The public narrative about fracking is not science.  It is the device of individuals, not even checked with connections to reality, quite like literature.  It is a good, heartwarming story, claims of abundance, jobs, affluence.

Here is a good example. It is widely promoted by those who hope to have a piece of it’s benefit, and by those who are afraid not to be a valued follower.  There is, however, a lot left out.  This particular article uses the percent increase in O&G jobs, not actual figures.  The hydrocarbons for burning industries are high in investment, but actually low in labor, in contrast to solar and wind.  The US gas industry has smaller reserves, much smaller, than places overseas, which already have production equipment in place, ready to pump. You can check this out yourself. 

The four nations ahead of us have 12.7 times as much gas, and Russia in particular hasn’t even prospected it’s area completely.  The nations following the U. S. also have half-again as much as the four ahead of the US.  So the natural gas industry is pumping gas from a smaller reserve with a bigger straw, which must be paid for with new money.  Plus, they are building gas liquefaction plants and ships to move it across the ocean.

Then there is the matter of denial of ill effects on the environment and our people.  Some examples of relevant research are the following:
 
>>> Why is there a huge methane hotspot in the American Southwest?

**GOAL OF THE EXERCISE:** Please reproduce the passage on fracking between "Then there is" and "the American Southwest?", inclusive, substituting "harmful effects" for "ill effects".

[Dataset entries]

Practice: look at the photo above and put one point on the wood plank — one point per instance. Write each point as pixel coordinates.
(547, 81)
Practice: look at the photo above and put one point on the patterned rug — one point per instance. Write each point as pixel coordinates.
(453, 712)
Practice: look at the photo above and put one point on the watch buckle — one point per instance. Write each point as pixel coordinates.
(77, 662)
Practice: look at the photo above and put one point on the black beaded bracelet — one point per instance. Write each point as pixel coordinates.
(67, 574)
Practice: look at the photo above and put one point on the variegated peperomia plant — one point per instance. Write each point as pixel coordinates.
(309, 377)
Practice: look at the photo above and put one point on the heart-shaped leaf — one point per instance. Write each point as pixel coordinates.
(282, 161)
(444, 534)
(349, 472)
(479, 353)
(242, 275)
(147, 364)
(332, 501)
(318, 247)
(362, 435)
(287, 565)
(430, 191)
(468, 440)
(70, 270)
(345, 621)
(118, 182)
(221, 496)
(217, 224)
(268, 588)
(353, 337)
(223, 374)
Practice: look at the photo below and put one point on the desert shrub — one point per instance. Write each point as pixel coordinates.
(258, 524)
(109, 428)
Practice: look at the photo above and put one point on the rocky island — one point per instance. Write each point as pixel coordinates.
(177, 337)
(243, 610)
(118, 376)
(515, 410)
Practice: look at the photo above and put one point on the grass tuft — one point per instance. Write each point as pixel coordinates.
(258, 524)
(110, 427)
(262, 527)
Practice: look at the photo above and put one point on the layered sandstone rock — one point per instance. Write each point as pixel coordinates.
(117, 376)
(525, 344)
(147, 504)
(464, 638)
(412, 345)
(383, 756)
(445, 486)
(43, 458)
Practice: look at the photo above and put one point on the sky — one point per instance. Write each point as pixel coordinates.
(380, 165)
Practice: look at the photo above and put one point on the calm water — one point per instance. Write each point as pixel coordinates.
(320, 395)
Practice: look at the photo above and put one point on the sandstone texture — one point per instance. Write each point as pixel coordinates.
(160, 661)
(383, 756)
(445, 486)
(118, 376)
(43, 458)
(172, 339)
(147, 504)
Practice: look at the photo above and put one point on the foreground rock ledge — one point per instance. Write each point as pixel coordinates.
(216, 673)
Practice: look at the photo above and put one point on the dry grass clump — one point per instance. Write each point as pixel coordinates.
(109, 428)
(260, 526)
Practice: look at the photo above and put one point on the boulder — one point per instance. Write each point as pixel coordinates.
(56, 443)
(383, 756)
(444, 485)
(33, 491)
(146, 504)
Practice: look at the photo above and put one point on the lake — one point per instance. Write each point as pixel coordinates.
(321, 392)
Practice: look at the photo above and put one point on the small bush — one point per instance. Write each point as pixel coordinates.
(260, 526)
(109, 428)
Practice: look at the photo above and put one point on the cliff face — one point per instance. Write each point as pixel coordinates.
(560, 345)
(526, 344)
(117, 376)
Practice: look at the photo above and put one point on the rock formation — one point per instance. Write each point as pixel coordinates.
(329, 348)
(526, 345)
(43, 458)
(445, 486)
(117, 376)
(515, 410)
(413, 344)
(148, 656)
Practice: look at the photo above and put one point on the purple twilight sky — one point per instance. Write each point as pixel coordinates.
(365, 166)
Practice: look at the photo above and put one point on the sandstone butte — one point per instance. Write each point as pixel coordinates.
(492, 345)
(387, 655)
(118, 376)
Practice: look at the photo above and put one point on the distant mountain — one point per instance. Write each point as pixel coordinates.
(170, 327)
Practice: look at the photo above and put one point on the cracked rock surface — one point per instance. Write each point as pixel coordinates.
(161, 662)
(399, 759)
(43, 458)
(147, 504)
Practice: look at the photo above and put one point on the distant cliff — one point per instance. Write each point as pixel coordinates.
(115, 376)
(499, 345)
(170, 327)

**COMPLETED TASK:**
Then there is the matter of denial of harmful effects on the environment and our people.  Some examples of relevant research are the following:
 
>>> Why is there a huge methane hotspot in the American Southwest?